Segment Start: Entries provided
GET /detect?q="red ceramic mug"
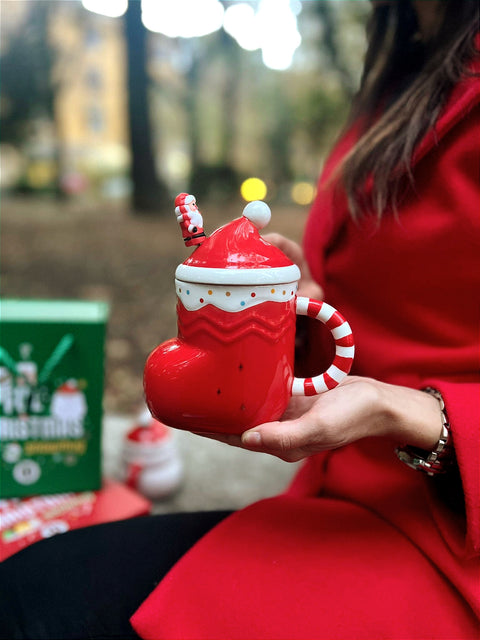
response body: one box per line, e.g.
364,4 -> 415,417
144,199 -> 354,435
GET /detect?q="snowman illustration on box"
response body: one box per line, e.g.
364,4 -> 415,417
144,195 -> 354,435
50,380 -> 87,429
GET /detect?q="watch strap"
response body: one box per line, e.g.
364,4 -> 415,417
395,387 -> 453,476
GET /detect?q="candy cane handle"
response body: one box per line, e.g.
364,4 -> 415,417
292,297 -> 354,396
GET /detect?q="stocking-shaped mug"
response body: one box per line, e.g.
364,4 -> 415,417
144,198 -> 354,435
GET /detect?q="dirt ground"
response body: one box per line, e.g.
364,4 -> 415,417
1,196 -> 308,415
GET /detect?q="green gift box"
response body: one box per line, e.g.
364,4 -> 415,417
0,299 -> 109,498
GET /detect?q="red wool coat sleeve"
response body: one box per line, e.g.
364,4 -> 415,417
131,60 -> 480,640
422,380 -> 480,556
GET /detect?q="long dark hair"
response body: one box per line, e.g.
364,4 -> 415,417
340,0 -> 479,219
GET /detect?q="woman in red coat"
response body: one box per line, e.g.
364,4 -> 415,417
131,1 -> 480,638
1,1 -> 478,639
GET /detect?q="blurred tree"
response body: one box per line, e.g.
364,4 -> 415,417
0,2 -> 54,143
287,1 -> 368,178
217,30 -> 239,170
264,81 -> 295,189
0,1 -> 64,195
124,0 -> 170,214
142,1 -> 368,204
311,1 -> 358,98
188,28 -> 241,201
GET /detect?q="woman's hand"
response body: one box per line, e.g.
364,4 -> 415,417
262,233 -> 323,301
197,377 -> 444,463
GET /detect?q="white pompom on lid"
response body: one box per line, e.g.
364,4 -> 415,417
242,200 -> 271,229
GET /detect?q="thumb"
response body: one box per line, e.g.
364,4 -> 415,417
242,413 -> 318,454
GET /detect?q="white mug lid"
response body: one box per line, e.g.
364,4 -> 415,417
175,263 -> 300,286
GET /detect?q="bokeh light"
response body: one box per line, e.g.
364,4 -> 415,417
240,177 -> 268,202
82,0 -> 301,70
223,3 -> 260,51
141,0 -> 224,38
223,0 -> 302,70
25,160 -> 58,189
291,181 -> 316,206
81,0 -> 127,18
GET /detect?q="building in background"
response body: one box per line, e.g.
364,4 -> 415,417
1,1 -> 129,198
51,6 -> 130,197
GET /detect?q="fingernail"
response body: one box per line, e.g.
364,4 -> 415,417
242,431 -> 262,447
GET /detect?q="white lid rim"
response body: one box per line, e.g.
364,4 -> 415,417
175,264 -> 301,285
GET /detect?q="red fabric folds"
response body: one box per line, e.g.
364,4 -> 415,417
131,496 -> 479,640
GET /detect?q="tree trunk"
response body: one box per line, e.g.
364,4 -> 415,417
124,0 -> 170,214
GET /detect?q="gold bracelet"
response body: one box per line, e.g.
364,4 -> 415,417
395,387 -> 453,476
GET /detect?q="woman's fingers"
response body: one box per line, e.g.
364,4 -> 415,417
192,378 -> 386,462
263,232 -> 323,300
262,233 -> 304,265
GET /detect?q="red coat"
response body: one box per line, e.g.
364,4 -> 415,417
132,62 -> 480,639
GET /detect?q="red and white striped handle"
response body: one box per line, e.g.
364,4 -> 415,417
292,297 -> 354,396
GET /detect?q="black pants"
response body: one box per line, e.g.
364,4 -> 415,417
0,511 -> 231,640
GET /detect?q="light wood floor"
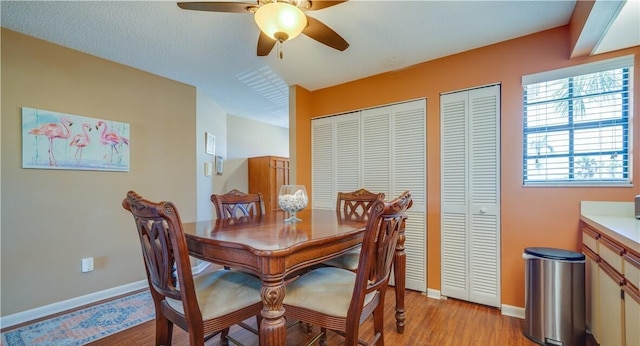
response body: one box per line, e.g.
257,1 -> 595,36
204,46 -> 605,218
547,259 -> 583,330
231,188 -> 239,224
86,286 -> 596,346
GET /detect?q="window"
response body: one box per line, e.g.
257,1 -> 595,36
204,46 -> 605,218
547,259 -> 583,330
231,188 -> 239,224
522,56 -> 633,186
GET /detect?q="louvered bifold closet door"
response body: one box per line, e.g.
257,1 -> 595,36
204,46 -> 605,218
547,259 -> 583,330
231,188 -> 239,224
392,99 -> 427,292
440,85 -> 500,307
312,116 -> 336,209
440,91 -> 470,301
335,113 -> 362,194
361,107 -> 392,198
312,100 -> 428,293
468,85 -> 500,308
312,112 -> 361,209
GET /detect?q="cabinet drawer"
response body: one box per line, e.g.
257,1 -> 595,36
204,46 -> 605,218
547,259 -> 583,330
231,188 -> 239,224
582,225 -> 599,254
600,236 -> 624,273
625,252 -> 640,291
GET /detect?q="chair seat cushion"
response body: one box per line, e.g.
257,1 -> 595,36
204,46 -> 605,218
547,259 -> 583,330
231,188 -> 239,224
321,247 -> 361,271
283,267 -> 375,318
166,269 -> 262,320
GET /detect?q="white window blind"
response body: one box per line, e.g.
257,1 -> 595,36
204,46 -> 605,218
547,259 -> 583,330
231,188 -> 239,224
522,57 -> 633,186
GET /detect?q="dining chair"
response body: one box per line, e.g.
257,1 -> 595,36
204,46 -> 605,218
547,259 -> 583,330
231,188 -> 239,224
122,191 -> 263,346
211,189 -> 266,273
283,191 -> 412,346
321,188 -> 385,271
211,188 -> 312,332
211,189 -> 266,219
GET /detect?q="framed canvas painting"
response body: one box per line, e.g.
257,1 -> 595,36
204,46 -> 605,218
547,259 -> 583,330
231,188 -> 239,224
206,132 -> 215,155
22,107 -> 130,171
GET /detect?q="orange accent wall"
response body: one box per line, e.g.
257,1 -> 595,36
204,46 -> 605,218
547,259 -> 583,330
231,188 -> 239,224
294,25 -> 639,308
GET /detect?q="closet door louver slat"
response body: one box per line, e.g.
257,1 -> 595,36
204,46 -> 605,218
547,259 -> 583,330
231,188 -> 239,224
441,92 -> 470,300
311,118 -> 335,209
469,88 -> 500,307
392,101 -> 427,292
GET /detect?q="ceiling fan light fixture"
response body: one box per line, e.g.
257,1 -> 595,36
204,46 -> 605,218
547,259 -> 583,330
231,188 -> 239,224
254,2 -> 307,42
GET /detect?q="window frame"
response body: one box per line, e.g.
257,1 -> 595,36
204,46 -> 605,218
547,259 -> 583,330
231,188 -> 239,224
521,56 -> 634,187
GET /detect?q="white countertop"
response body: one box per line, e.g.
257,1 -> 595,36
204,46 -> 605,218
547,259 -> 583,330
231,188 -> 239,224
580,201 -> 640,253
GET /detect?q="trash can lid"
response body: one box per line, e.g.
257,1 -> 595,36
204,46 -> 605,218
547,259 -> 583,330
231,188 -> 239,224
524,247 -> 585,261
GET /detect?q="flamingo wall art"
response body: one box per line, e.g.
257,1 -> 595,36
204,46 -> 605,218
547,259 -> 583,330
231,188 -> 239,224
22,107 -> 130,171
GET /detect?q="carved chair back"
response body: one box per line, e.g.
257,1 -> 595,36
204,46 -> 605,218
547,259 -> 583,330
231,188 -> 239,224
211,189 -> 266,219
123,191 -> 263,346
336,188 -> 385,221
122,191 -> 203,334
283,191 -> 413,345
353,191 -> 412,312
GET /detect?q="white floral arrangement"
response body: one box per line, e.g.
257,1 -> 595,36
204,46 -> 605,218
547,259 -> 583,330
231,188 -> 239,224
278,189 -> 308,212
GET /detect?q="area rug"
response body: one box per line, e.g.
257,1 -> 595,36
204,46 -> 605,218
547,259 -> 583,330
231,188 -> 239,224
1,290 -> 154,346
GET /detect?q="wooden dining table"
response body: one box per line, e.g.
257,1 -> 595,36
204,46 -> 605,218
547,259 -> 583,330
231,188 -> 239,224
182,208 -> 407,346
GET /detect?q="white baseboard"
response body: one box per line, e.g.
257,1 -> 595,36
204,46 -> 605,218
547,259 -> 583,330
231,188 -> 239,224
1,280 -> 148,329
193,261 -> 214,274
425,290 -> 524,320
427,288 -> 441,299
501,304 -> 525,319
1,263 -> 217,330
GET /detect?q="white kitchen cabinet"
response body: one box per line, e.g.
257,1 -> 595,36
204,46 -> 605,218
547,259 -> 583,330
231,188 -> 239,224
624,252 -> 640,346
583,242 -> 600,341
624,285 -> 640,346
598,259 -> 624,346
581,217 -> 640,346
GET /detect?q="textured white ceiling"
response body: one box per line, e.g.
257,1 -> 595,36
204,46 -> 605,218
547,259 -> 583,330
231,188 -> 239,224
0,1 -> 583,128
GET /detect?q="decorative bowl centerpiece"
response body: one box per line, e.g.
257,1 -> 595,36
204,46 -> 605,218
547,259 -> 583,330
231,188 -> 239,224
278,185 -> 308,222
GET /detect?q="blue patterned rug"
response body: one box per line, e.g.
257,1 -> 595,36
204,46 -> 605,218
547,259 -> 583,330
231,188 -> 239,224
1,290 -> 154,346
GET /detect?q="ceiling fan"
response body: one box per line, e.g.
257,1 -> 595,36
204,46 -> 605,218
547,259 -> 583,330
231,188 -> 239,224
177,1 -> 349,58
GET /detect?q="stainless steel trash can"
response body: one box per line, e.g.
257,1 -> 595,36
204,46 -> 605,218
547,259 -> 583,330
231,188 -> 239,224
523,247 -> 585,346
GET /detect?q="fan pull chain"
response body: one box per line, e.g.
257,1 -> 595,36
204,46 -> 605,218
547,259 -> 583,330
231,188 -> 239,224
277,40 -> 284,59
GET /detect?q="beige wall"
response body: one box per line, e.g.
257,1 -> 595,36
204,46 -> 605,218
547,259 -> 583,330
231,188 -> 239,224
1,29 -> 198,315
226,114 -> 289,159
220,114 -> 289,193
196,90 -> 227,221
1,29 -> 290,318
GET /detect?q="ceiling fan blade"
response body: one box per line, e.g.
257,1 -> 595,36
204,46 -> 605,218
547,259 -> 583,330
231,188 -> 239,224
302,16 -> 349,51
307,1 -> 348,11
257,31 -> 277,56
177,2 -> 256,13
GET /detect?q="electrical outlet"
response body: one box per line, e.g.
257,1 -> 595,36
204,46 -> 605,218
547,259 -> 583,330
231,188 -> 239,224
81,257 -> 94,273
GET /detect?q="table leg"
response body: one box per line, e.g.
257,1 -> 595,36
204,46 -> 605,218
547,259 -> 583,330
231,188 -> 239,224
393,225 -> 406,334
259,278 -> 287,346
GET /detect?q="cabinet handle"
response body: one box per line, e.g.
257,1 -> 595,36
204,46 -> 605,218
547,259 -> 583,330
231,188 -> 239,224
623,284 -> 640,304
582,245 -> 599,262
580,222 -> 600,239
600,259 -> 624,285
600,236 -> 625,256
479,207 -> 487,214
624,252 -> 640,270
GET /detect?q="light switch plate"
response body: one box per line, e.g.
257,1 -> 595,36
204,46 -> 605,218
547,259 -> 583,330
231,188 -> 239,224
204,162 -> 213,176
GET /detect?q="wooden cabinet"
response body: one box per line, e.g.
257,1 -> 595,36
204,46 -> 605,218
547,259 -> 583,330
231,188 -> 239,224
624,252 -> 640,346
598,259 -> 624,346
581,220 -> 640,346
248,156 -> 289,212
583,243 -> 600,341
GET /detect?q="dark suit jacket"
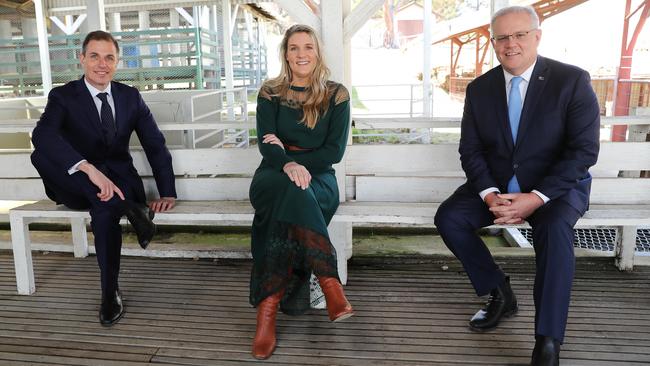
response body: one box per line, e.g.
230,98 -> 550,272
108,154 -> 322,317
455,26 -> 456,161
31,77 -> 176,203
459,56 -> 600,214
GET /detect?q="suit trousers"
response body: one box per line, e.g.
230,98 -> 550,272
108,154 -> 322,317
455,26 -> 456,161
31,150 -> 133,297
434,185 -> 581,343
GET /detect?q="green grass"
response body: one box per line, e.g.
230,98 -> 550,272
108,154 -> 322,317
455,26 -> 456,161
247,90 -> 257,103
351,86 -> 367,110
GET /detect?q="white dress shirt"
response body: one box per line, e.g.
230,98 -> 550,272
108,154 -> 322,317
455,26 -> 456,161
68,79 -> 115,174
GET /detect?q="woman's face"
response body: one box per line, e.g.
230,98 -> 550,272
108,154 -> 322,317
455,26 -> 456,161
285,32 -> 318,84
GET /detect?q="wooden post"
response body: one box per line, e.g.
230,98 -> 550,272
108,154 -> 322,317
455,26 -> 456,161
615,225 -> 637,271
10,212 -> 35,295
222,0 -> 235,118
328,221 -> 352,285
33,0 -> 52,94
85,0 -> 106,31
71,218 -> 89,258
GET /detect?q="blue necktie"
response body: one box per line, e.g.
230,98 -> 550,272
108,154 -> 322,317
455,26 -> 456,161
507,76 -> 523,193
97,92 -> 116,145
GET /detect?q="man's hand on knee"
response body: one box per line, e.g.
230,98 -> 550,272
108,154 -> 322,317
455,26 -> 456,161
78,162 -> 125,202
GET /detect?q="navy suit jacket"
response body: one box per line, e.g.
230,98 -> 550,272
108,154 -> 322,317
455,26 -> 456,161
459,56 -> 600,214
32,77 -> 176,203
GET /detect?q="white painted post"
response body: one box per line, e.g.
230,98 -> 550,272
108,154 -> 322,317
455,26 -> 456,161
615,226 -> 637,271
230,4 -> 240,37
207,5 -> 219,90
71,218 -> 89,258
489,0 -> 510,68
10,213 -> 35,295
222,0 -> 235,119
109,13 -> 121,33
342,0 -> 352,89
320,1 -> 354,289
423,0 -> 432,118
320,0 -> 347,202
244,10 -> 254,86
0,20 -> 14,75
108,13 -> 123,68
169,10 -> 182,67
86,0 -> 106,31
31,1 -> 53,94
328,221 -> 352,285
320,1 -> 344,83
138,11 -> 151,68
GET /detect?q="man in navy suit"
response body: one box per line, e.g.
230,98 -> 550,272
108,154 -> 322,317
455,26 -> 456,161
31,31 -> 177,326
434,6 -> 599,365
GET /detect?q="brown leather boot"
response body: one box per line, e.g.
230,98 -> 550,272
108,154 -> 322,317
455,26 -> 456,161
252,291 -> 282,359
318,276 -> 354,322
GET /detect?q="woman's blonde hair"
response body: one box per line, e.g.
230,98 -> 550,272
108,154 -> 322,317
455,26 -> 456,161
265,24 -> 331,129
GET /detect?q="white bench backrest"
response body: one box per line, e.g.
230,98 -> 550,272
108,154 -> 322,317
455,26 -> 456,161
1,142 -> 649,204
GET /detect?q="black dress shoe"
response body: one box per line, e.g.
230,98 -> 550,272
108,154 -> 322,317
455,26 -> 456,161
122,200 -> 156,249
531,336 -> 560,366
469,276 -> 518,331
99,290 -> 124,326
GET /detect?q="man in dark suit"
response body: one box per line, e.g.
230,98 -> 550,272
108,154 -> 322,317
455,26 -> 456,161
31,31 -> 177,326
434,6 -> 599,366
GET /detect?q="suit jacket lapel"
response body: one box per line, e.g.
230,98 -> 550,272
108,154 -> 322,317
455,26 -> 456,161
111,81 -> 126,138
515,56 -> 549,148
491,68 -> 514,151
75,77 -> 105,139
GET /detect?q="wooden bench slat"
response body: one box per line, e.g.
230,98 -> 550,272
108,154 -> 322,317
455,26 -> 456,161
355,176 -> 650,205
1,177 -> 254,201
10,200 -> 650,227
2,142 -> 649,179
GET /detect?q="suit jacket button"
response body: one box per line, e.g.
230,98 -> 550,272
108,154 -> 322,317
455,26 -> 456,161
513,164 -> 519,169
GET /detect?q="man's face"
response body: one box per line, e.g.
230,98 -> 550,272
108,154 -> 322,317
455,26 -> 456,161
80,39 -> 118,90
491,12 -> 541,76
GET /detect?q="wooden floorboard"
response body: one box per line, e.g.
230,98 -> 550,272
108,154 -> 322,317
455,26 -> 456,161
0,254 -> 649,365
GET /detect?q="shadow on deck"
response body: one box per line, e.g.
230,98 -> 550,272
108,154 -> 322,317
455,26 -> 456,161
0,254 -> 649,365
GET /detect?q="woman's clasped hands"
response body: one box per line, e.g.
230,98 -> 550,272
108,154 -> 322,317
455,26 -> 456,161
263,133 -> 311,190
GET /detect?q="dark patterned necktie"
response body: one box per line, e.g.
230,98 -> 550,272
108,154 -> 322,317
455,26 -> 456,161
96,92 -> 116,145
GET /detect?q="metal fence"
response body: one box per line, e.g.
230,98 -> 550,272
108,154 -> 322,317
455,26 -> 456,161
351,83 -> 433,118
0,8 -> 267,98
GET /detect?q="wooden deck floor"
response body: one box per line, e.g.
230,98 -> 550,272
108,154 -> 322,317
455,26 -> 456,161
0,253 -> 649,365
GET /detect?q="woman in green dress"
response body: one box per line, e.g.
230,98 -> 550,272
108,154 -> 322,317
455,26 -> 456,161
249,24 -> 354,359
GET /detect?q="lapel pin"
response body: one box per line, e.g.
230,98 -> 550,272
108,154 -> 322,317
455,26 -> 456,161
538,76 -> 545,80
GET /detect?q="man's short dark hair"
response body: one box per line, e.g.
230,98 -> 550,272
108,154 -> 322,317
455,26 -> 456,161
82,30 -> 120,55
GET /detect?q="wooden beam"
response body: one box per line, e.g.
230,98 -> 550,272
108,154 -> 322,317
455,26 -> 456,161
342,0 -> 384,41
274,0 -> 320,33
85,0 -> 106,31
33,0 -> 52,94
320,0 -> 344,82
222,0 -> 235,116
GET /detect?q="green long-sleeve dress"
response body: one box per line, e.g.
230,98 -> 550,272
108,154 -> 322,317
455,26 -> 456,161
249,81 -> 350,315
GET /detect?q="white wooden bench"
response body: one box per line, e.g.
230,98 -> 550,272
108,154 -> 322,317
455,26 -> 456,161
4,136 -> 650,294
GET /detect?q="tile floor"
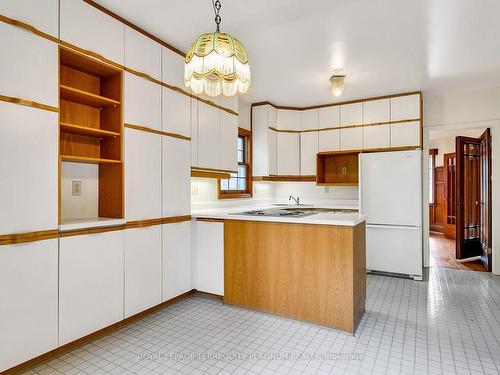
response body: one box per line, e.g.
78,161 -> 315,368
24,268 -> 500,375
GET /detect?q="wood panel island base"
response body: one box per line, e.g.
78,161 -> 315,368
224,220 -> 366,333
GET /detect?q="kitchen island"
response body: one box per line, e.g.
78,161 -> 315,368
192,206 -> 366,333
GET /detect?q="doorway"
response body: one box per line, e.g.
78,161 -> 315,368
428,128 -> 492,272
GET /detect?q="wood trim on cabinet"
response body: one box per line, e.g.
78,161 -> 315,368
124,123 -> 191,141
196,218 -> 225,223
59,225 -> 126,238
192,166 -> 238,174
0,95 -> 58,113
0,289 -> 196,375
253,175 -> 316,182
0,229 -> 59,246
191,170 -> 231,179
125,218 -> 164,229
162,215 -> 192,224
59,40 -> 124,71
0,14 -> 59,43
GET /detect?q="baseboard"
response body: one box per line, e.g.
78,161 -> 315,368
1,289 -> 197,375
194,290 -> 224,301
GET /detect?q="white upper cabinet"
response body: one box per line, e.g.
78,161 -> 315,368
391,121 -> 421,147
252,105 -> 277,176
124,72 -> 161,130
60,0 -> 124,65
59,231 -> 124,345
162,87 -> 191,137
301,109 -> 319,131
190,98 -> 199,166
268,129 -> 277,175
220,95 -> 239,114
277,109 -> 301,131
124,26 -> 161,80
268,105 -> 277,128
163,221 -> 192,301
0,23 -> 58,106
162,46 -> 185,89
301,132 -> 318,176
318,129 -> 340,152
197,101 -> 220,170
124,128 -> 161,221
162,138 -> 191,217
0,102 -> 58,235
363,99 -> 390,124
363,125 -> 390,150
391,94 -> 421,121
0,0 -> 59,37
277,132 -> 300,175
318,106 -> 339,129
124,226 -> 162,318
220,112 -> 238,172
340,127 -> 363,151
340,103 -> 363,127
0,239 -> 58,373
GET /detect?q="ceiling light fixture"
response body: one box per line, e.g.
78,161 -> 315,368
184,0 -> 251,97
330,70 -> 345,97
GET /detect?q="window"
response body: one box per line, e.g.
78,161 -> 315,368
218,128 -> 252,199
429,149 -> 438,204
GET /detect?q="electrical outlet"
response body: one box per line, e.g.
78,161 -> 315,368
72,181 -> 82,196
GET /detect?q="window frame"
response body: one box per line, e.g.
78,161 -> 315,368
429,148 -> 438,205
217,127 -> 253,199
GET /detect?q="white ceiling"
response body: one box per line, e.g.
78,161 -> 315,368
96,0 -> 500,107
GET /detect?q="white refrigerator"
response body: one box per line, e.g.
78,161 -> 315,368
359,150 -> 423,280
Segment End: Entries provided
▸ Assignment:
Could you copy every line from the records that has "wall" in it?

▸ Finished exercise:
GET /detect?q="orange accent wall"
GET /detect?q="flamingo wall art"
GET /detect?q="beige wall"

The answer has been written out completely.